The lines to extract start at the one containing "Could you please indicate the roadside" and end with the last line; give them exactly and nothing more.

Point labeling dataset excerpts:
╭──

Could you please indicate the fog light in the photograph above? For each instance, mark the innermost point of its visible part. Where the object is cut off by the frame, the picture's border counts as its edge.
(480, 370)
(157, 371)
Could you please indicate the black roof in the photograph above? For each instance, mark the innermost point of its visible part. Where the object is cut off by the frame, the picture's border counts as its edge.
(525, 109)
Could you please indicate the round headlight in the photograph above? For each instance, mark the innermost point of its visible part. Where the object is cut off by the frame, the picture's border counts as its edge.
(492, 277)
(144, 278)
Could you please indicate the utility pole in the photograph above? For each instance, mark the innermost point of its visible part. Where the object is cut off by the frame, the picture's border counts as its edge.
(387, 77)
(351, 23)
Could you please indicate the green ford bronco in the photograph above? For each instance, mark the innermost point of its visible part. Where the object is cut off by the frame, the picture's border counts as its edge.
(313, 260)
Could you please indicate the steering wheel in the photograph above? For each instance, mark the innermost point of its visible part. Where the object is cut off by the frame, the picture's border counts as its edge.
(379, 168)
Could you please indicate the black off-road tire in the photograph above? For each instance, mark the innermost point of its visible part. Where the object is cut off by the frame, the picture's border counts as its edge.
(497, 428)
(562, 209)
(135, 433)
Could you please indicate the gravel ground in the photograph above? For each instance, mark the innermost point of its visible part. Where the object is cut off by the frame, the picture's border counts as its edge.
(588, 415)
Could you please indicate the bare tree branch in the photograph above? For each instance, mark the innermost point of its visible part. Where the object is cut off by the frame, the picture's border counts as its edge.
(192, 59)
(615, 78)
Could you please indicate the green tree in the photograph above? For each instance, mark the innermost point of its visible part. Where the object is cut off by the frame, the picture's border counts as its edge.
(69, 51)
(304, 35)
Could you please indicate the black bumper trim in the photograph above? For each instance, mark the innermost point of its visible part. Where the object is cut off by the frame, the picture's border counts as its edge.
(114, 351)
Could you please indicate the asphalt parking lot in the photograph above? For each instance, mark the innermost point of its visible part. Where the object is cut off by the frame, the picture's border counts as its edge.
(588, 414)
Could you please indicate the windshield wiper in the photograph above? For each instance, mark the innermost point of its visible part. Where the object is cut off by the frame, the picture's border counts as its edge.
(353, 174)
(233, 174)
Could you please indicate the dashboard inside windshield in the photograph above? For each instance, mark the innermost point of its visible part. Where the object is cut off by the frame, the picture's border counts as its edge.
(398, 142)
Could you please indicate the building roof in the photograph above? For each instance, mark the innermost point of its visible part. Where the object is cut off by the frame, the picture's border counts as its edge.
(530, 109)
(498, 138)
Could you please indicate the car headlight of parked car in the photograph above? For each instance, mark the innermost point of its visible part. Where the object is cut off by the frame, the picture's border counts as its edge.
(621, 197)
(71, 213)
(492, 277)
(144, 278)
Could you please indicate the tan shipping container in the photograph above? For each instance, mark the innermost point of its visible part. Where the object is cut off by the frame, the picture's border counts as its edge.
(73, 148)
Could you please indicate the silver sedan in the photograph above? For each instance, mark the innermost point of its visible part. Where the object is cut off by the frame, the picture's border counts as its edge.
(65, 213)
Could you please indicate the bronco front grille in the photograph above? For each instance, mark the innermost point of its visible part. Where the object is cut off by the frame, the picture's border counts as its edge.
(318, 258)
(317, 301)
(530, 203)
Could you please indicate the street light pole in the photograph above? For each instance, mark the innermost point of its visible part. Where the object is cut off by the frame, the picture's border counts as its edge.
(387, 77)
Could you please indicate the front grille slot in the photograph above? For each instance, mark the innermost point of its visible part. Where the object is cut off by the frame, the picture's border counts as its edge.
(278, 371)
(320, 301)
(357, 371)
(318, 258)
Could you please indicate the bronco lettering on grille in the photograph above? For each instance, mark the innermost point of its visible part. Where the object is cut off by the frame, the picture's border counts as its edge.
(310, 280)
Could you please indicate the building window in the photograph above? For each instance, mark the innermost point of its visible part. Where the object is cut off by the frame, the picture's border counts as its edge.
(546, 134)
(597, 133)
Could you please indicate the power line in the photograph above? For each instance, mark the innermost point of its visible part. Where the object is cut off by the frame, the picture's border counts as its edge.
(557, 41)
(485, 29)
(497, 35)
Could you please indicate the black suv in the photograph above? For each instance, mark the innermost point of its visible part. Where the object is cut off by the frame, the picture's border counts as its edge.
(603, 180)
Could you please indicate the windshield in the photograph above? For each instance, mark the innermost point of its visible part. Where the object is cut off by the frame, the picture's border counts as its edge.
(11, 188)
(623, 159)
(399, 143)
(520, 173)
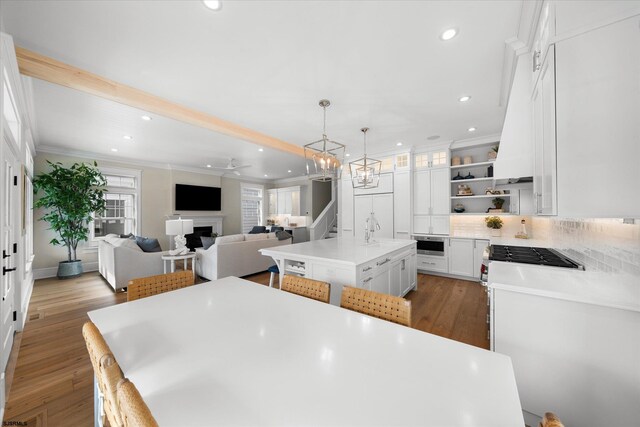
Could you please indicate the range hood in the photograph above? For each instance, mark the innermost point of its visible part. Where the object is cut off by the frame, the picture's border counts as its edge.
(515, 158)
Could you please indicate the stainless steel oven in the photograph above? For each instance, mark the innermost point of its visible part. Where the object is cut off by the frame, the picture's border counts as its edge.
(428, 245)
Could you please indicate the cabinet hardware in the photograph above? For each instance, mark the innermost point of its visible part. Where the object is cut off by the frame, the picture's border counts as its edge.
(7, 270)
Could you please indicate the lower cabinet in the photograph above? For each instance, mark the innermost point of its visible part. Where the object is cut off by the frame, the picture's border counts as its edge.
(461, 256)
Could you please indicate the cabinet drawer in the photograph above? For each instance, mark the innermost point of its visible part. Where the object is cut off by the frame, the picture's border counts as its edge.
(433, 264)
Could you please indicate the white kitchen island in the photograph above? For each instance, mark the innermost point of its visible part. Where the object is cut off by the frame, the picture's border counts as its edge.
(382, 265)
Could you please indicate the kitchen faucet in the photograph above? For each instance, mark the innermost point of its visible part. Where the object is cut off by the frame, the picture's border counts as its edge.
(370, 226)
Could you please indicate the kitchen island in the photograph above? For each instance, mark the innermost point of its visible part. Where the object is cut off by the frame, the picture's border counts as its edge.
(382, 265)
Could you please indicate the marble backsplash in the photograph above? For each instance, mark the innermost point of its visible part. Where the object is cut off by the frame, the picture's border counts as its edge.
(609, 245)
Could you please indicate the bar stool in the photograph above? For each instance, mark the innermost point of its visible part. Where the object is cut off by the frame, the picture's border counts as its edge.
(273, 270)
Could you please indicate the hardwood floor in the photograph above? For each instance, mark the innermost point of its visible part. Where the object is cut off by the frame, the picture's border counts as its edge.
(53, 379)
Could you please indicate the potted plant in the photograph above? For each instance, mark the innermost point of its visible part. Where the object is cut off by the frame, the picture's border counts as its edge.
(498, 202)
(70, 197)
(495, 224)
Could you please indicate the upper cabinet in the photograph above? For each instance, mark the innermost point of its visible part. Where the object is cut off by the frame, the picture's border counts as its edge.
(432, 159)
(598, 125)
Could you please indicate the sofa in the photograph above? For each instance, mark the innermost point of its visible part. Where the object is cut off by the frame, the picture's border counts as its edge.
(121, 259)
(236, 255)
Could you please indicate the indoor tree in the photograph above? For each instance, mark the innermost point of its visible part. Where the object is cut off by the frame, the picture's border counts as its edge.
(70, 196)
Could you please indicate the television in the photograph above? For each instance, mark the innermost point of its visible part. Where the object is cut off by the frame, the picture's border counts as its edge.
(198, 198)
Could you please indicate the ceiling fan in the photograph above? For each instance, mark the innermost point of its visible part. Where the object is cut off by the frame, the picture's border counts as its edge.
(231, 167)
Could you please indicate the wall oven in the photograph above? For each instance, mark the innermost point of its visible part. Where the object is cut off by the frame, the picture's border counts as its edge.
(428, 245)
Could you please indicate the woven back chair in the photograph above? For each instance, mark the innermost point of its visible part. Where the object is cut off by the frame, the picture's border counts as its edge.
(382, 306)
(135, 413)
(551, 420)
(314, 289)
(153, 285)
(105, 369)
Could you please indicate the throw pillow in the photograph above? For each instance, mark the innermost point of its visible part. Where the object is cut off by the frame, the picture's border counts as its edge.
(207, 241)
(283, 235)
(148, 244)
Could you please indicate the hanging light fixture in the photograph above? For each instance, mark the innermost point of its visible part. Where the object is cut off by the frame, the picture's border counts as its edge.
(365, 172)
(324, 157)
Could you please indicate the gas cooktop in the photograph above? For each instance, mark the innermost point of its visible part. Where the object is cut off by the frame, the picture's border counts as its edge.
(529, 255)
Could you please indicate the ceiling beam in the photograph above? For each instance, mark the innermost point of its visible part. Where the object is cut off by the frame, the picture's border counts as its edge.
(33, 64)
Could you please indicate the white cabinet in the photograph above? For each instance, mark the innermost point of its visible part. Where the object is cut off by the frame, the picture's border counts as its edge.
(431, 201)
(382, 207)
(598, 128)
(346, 208)
(286, 201)
(461, 257)
(273, 201)
(402, 204)
(478, 251)
(544, 137)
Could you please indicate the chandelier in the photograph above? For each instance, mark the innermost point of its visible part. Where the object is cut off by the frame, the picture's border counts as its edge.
(365, 172)
(324, 157)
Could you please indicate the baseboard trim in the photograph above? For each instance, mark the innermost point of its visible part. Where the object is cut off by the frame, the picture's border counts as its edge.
(47, 272)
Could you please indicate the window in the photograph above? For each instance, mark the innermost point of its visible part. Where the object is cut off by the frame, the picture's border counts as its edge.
(439, 158)
(251, 197)
(122, 212)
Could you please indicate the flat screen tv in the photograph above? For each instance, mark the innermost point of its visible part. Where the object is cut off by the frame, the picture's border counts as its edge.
(197, 198)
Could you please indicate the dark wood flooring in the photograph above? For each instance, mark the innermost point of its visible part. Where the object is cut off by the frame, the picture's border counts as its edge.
(52, 384)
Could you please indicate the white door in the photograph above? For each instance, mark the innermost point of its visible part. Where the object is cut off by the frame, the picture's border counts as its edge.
(346, 207)
(402, 204)
(461, 257)
(9, 219)
(361, 211)
(421, 192)
(382, 208)
(440, 188)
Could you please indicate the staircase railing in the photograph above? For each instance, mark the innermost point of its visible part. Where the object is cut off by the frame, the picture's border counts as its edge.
(324, 222)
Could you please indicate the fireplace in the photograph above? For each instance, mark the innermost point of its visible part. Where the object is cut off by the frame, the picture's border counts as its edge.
(193, 239)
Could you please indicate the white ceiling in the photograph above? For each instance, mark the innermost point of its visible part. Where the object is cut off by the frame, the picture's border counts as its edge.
(265, 65)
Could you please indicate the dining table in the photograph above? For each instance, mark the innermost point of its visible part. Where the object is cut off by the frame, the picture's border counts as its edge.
(231, 352)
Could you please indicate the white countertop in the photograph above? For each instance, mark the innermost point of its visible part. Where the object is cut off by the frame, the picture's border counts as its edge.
(616, 290)
(341, 250)
(232, 352)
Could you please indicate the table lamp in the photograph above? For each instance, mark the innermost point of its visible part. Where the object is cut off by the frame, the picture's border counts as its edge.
(178, 228)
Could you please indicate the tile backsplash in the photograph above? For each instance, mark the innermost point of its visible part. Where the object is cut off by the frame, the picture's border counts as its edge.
(604, 244)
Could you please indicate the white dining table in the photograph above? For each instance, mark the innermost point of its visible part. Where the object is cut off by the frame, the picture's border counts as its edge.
(232, 352)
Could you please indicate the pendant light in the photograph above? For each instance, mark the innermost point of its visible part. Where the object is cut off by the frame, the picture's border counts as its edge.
(365, 172)
(324, 158)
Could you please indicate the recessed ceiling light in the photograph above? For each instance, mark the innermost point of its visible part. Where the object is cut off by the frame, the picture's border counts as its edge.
(449, 34)
(213, 4)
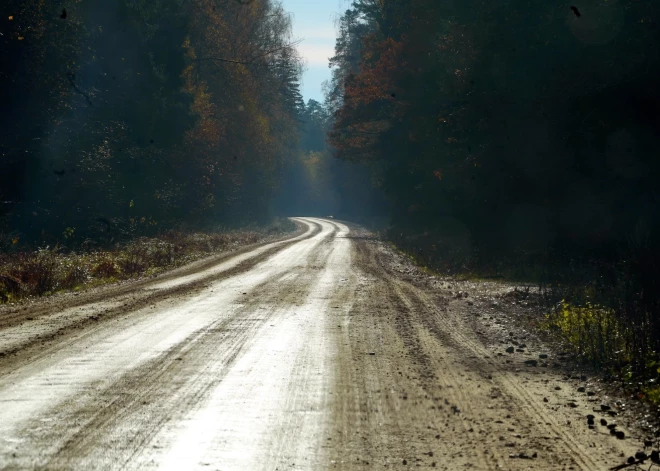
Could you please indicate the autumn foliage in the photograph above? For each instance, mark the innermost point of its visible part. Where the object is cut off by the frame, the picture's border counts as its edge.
(125, 118)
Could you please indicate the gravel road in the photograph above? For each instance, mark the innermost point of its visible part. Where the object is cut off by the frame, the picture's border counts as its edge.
(308, 353)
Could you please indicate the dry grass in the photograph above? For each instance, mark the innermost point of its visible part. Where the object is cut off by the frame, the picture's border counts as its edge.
(32, 273)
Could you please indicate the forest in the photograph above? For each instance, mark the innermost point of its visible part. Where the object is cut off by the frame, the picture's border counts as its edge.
(509, 140)
(518, 140)
(127, 117)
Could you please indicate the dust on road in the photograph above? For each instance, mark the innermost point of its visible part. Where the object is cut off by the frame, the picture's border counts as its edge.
(304, 354)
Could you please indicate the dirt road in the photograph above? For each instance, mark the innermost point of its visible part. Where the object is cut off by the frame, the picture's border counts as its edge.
(311, 353)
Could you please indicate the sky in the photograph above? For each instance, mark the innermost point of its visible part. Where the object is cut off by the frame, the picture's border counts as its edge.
(314, 24)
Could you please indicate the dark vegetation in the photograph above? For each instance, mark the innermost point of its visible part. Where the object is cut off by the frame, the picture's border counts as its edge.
(128, 118)
(133, 129)
(48, 270)
(518, 139)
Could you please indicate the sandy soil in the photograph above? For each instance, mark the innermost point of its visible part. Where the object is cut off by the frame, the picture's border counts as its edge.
(315, 352)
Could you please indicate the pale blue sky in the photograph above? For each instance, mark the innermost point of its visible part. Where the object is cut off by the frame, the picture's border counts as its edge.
(314, 23)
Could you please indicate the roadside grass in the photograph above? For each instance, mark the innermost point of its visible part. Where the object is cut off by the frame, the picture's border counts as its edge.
(606, 314)
(47, 270)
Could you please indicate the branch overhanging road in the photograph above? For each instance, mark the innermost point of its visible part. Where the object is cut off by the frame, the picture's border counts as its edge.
(303, 354)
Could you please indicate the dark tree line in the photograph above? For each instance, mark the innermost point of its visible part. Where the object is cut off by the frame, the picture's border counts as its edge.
(513, 134)
(130, 116)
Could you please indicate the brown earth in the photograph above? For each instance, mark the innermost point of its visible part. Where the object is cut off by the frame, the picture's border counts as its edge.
(321, 351)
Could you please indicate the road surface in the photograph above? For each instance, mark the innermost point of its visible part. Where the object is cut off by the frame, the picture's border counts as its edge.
(305, 354)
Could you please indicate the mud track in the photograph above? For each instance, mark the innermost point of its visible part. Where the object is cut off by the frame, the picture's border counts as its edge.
(305, 354)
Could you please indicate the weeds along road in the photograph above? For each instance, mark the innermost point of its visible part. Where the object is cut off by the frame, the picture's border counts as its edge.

╰──

FINISHED ANSWER -
Could you please indicate the roadside grass in the photograph above? For each instance, mark the innermost point of its visible part. Where the object is cut off by the frame, the picture's border counts as its edge.
(606, 314)
(47, 270)
Could you please indicate the branch overhanging road in the photograph above? For each instance, mark the innermost point of its visible part. Where the object is cut off by the frame, the picture's border counts as its edge.
(303, 354)
Could you please indicate the dark tree line in the photograph above? For each instance, mark the innermost point of its visible part. Where the object is cut off by the frame, the picture's border counts as its edge.
(513, 134)
(130, 116)
Could you please indicate the brown earth in the photograph above? For each instance, mark the innermost point of its visible part. Where the object is cut off by the frame, the picture's border counts as its edge.
(321, 351)
Could you please indicate the road surface in the photograph above? For each instance, mark the innermost point of its visible part. Where the object is cut off by the frame, the picture's border counts as its edge.
(305, 354)
Could you please indicate the mud track in the photograph above? For each instance, mark the innermost point of its visible part. Where the object is cut off by the frame, the picture's border counts as its edge.
(305, 354)
Could you please indicate the weeds along road in the photograph above? For each instance, mark the innermost point of its visible part. Where the object is cut off by the frame, the picture's border counts as its edge.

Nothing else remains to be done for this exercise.